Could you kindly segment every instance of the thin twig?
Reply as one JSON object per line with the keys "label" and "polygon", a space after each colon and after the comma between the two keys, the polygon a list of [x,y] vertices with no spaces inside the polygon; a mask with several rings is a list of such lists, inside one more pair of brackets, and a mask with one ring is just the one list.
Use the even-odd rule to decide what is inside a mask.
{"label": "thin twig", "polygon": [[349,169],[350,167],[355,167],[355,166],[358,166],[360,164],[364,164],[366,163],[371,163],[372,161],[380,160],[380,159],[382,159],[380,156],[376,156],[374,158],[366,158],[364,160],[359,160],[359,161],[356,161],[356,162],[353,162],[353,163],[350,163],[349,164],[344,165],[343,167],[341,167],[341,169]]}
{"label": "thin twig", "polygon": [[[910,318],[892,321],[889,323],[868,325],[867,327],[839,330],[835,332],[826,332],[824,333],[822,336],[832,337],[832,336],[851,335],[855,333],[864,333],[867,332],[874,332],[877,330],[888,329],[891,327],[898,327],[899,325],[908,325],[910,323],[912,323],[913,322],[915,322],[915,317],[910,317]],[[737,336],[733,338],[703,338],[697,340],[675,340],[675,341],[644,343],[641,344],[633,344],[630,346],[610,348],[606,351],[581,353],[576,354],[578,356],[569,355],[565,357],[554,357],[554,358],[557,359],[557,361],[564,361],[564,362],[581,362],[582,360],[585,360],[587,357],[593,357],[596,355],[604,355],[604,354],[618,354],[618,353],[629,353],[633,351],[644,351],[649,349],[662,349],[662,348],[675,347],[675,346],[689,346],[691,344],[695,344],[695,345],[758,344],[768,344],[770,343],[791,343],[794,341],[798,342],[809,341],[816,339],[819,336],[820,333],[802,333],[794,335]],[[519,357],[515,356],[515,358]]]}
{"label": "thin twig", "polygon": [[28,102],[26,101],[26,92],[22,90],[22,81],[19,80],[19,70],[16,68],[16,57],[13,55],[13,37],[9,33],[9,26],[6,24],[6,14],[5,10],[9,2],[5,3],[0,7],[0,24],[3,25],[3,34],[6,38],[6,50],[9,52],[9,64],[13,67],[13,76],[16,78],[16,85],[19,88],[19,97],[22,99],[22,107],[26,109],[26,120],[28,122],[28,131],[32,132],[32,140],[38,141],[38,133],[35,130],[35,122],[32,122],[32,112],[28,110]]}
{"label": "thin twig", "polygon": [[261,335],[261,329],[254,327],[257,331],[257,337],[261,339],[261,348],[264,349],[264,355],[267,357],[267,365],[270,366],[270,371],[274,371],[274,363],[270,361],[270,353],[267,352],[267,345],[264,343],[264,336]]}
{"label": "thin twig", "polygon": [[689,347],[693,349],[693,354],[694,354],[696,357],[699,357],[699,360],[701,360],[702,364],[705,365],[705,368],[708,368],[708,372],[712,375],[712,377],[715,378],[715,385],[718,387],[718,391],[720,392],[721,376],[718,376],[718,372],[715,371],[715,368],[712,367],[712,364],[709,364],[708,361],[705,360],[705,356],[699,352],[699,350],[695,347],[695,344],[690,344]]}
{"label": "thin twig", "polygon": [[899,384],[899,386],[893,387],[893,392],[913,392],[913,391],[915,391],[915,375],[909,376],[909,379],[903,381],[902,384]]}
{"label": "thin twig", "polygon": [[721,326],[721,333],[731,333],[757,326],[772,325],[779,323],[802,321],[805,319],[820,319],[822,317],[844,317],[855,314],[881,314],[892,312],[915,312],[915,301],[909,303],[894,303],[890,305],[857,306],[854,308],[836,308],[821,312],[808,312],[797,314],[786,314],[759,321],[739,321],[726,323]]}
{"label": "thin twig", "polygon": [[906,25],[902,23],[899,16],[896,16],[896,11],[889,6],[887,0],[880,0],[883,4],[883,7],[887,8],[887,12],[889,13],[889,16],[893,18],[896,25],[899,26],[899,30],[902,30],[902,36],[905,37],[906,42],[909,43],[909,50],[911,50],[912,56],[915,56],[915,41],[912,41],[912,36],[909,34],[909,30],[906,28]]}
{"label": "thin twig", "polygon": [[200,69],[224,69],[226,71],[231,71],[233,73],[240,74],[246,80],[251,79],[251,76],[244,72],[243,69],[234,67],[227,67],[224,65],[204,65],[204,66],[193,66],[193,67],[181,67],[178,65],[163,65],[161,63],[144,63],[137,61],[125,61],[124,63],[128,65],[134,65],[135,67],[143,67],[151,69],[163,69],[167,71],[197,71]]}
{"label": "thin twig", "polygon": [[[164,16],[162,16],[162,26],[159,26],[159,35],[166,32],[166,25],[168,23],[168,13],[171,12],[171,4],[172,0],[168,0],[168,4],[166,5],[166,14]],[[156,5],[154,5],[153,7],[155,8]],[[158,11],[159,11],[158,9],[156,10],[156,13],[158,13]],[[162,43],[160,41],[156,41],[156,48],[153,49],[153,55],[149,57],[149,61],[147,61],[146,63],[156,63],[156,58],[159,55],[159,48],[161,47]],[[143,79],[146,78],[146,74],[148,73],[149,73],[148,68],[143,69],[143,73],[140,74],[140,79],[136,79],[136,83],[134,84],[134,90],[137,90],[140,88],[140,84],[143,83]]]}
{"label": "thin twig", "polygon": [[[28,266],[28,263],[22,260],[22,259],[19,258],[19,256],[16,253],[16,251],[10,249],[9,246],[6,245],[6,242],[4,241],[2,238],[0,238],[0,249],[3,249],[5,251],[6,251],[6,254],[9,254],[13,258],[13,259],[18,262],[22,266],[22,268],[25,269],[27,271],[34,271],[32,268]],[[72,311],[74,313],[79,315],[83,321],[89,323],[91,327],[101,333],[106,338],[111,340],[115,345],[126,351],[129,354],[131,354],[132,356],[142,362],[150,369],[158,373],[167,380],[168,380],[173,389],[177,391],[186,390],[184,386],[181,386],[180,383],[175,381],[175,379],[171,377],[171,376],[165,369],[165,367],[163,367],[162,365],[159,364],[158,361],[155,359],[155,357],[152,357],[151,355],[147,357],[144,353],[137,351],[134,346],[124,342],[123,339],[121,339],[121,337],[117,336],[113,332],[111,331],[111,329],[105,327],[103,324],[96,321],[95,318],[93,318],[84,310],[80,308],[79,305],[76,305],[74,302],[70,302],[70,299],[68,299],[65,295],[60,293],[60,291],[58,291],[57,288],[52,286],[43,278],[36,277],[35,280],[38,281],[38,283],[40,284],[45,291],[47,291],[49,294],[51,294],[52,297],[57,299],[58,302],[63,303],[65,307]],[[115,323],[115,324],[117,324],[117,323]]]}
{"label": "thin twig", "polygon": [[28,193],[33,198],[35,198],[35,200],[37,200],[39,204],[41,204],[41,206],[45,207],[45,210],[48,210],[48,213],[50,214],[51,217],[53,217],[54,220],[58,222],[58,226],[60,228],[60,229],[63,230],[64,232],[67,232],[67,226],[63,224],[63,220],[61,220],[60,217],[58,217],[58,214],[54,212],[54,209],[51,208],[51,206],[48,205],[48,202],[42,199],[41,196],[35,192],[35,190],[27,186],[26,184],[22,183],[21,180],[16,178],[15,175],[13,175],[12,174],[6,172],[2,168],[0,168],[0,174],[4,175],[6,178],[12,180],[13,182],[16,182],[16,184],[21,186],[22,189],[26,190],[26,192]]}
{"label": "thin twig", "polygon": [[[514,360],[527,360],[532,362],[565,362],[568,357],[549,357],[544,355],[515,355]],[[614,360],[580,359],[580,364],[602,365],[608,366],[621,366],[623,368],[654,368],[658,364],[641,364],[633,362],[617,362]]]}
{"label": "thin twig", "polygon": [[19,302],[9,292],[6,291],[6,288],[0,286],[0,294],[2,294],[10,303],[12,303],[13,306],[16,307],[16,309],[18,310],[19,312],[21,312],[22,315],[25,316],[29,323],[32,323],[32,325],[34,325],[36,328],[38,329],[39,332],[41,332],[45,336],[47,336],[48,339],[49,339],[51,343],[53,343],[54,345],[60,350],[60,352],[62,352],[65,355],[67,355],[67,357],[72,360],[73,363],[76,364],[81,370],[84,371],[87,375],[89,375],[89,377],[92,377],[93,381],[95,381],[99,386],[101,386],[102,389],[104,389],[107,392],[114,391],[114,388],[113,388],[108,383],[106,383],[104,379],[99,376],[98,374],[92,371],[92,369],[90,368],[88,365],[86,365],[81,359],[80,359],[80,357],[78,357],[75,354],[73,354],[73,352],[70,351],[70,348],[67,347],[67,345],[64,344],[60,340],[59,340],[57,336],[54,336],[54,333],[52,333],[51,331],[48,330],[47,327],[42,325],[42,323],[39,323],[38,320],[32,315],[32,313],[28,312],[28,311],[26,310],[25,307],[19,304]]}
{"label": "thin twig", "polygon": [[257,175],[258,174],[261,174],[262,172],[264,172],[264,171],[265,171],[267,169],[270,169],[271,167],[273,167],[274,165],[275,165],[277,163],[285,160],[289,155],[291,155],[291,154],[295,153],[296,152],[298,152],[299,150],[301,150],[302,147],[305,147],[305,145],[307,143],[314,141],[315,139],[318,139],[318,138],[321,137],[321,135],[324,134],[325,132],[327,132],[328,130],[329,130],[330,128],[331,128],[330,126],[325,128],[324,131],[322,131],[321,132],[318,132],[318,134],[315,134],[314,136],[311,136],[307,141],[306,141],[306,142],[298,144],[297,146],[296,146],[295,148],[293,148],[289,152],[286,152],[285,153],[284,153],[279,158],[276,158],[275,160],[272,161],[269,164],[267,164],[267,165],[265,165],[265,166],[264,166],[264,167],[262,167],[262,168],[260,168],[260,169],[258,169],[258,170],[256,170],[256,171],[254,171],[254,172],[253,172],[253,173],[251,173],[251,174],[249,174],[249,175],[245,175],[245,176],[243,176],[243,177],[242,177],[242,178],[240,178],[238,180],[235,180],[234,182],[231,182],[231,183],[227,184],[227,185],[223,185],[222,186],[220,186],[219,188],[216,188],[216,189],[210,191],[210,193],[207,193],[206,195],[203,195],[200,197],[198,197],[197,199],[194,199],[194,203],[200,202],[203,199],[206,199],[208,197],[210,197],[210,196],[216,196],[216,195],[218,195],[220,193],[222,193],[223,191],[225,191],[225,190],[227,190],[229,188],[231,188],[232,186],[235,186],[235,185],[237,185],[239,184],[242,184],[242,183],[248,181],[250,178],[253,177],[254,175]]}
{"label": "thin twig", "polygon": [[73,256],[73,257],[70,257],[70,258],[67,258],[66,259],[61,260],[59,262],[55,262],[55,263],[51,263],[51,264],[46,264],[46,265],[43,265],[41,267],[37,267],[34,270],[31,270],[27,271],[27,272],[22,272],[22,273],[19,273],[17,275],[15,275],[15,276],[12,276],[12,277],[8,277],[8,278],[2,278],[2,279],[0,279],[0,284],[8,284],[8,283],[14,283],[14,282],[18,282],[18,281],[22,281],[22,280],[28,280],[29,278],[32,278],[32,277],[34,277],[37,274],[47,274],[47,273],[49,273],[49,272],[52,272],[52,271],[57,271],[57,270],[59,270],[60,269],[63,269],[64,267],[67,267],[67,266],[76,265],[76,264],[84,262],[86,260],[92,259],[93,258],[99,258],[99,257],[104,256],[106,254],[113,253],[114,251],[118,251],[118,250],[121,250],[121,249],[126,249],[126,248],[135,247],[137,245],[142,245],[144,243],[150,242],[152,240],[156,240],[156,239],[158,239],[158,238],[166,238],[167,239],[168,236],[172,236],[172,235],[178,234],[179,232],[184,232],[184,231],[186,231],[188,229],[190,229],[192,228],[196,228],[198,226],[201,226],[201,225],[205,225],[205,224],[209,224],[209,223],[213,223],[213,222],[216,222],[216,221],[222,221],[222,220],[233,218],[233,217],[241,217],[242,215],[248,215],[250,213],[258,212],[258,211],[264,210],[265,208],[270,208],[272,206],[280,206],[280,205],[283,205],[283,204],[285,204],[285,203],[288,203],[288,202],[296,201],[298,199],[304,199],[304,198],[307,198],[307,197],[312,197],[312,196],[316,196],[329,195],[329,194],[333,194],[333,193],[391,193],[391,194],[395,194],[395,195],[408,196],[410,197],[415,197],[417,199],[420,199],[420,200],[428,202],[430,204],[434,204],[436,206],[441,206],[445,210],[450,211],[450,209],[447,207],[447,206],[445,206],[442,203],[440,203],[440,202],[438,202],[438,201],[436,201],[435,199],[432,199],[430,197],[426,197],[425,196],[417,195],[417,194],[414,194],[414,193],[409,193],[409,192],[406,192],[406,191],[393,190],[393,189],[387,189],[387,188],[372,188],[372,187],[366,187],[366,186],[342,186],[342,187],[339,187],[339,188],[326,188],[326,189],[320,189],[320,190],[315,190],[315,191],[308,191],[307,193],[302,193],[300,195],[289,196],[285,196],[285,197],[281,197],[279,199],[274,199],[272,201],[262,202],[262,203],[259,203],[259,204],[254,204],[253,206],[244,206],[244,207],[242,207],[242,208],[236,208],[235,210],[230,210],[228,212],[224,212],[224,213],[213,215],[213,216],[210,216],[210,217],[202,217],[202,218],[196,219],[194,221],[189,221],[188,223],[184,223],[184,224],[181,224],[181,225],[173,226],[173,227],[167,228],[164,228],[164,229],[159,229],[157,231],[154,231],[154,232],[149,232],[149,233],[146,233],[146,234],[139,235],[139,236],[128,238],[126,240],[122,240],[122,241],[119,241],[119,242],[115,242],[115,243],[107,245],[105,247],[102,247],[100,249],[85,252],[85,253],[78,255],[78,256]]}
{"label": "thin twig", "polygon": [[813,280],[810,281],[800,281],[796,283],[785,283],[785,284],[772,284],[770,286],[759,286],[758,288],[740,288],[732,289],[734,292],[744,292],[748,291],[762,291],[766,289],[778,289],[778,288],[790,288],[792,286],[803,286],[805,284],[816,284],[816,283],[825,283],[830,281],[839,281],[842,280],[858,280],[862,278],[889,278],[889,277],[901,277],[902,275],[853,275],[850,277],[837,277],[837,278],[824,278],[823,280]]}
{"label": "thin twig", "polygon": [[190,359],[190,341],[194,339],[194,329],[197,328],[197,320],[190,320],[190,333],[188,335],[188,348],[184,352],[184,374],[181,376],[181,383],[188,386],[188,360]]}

— Task requirements —
Return each line of the rows above that contains the word "mask". Treat uppercase and lowercase letters as different.

— Exercise result —
Reply as one JSON object per line with the keys "label" and "polygon", a space after each colon and after the comma between the two keys, the polygon a list of [x,y] vertices with no spaces inside the polygon; a mask with several rings is a list of such lists, inside one more pair of brackets, and a mask with one ring is just the one list.
Use the even-odd rule to decide what is inside a mask.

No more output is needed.